■ Selected excerpt
“I’ve never been hit in the face, and neither have you.” So begins our new issue, “The Wish.” It’s a great first sentence, a great hook, because not only do we not know who’s speaking; we don’t know who they’re speaking to. (Are you talking to me?) And the authority in those eleven words! Soon enough, it’s revealed that the speaker is Sean, a poetry editor at a small publishing house who places a high value on authenticity and wants to do right by his authors. He also wants to do right by someone he’s recently lost. When a manuscript comes across his desk, sent by the poet’s mother, Sean sees an opportunity to do some good in a world that, for him, has been particularly bad lately.
In general, I’m usually not drawn to short stories, novels, and films about writers or editors or the publishing business. Not because I don’t think those are worthy subjects, but because I usually don’t find them very compelling. There’s a reason why films about writers often don’t devote a lot of footage to the main characters actually writing: it’s boring to watch someone write. (It’s also boring to watch someone edit.) By that same token, get any six authors together at a dinner table and chances are the subject of writing won’t even come up. Who wants to talk about how they spent their morning moving words around? So I was guarded when I began reading “The Wish” and realized it was about an editor. But that first sentence had me, and soon the voice had me, and soon I’d read right to the end and wanted to start the story all over again.

■ Task instructions
#1 Answer these questions using the essay on "The Wish":
(a) What is Sean's job?
(b) Who sent the manuscript that comes across Sean's desk?
(c) Besides watching someone write, what does the essay say is also boring to watch?
#2 The essay on "The Wish" names the kinds of works about writers, editors, or publishing that its author is usually not drawn to. List every kind it names.
Answer using only the text above.

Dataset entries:
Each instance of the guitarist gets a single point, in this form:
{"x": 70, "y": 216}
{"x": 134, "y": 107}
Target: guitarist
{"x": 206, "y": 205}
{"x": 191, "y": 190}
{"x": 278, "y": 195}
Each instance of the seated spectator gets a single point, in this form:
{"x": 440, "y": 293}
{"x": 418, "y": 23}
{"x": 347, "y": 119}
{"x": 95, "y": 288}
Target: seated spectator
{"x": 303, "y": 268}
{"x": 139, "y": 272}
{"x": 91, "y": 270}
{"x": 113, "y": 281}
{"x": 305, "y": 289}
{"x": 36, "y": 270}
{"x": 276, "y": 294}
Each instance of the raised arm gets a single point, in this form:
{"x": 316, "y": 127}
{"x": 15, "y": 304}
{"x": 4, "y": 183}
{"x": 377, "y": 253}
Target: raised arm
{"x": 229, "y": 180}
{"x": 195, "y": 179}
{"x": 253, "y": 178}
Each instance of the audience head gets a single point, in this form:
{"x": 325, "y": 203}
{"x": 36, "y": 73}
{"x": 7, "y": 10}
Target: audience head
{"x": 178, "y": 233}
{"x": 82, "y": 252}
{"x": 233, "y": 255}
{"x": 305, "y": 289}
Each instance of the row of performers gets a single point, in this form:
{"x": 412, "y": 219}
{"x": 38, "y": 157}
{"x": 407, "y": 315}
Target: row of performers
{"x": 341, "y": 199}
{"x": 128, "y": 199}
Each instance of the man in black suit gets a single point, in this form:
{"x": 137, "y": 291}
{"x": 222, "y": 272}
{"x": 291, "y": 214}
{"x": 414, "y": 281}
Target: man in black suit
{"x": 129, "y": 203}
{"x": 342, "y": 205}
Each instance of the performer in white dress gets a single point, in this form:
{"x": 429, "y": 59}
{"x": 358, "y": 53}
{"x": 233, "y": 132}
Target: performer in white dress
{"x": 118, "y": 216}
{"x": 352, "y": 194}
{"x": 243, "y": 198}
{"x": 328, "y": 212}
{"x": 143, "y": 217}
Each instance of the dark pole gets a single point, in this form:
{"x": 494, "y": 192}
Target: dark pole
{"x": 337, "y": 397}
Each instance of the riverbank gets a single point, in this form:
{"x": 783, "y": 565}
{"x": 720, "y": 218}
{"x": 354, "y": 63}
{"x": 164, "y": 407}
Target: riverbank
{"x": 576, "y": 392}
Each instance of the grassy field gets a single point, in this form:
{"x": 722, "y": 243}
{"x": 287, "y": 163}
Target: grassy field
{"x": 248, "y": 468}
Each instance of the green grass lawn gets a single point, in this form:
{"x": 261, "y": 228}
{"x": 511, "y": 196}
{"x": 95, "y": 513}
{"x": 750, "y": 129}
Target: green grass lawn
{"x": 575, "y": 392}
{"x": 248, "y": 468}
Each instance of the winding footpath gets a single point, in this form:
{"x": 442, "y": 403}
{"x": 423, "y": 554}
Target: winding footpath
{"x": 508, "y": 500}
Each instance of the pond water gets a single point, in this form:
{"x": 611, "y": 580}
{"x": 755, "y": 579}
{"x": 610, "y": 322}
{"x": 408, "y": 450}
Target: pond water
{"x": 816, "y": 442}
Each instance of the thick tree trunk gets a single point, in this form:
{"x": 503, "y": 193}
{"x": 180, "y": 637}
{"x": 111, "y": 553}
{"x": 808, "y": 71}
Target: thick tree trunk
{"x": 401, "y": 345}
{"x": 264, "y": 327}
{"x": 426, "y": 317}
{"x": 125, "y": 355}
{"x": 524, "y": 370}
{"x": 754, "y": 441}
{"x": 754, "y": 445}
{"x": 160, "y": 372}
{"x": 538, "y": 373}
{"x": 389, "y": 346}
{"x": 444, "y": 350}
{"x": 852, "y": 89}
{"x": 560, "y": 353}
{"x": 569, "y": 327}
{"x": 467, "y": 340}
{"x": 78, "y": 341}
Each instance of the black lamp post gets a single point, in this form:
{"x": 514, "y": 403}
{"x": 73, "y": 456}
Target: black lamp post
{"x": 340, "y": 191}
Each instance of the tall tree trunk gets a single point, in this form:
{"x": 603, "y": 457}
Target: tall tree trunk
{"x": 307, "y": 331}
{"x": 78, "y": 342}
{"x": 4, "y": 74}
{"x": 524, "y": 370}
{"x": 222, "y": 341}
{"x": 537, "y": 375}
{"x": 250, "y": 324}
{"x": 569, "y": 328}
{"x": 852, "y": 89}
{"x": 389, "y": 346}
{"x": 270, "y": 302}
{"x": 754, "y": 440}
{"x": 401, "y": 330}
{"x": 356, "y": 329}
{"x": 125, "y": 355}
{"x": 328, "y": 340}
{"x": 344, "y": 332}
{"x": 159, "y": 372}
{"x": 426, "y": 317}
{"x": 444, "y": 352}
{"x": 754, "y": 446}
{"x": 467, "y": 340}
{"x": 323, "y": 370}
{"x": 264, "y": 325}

■ Results
#1
(a) He is a poetry editor at a small publishing house.
(b) The poet's mother sent it.
(c) Watching someone edit.

#2 Short stories, novels, films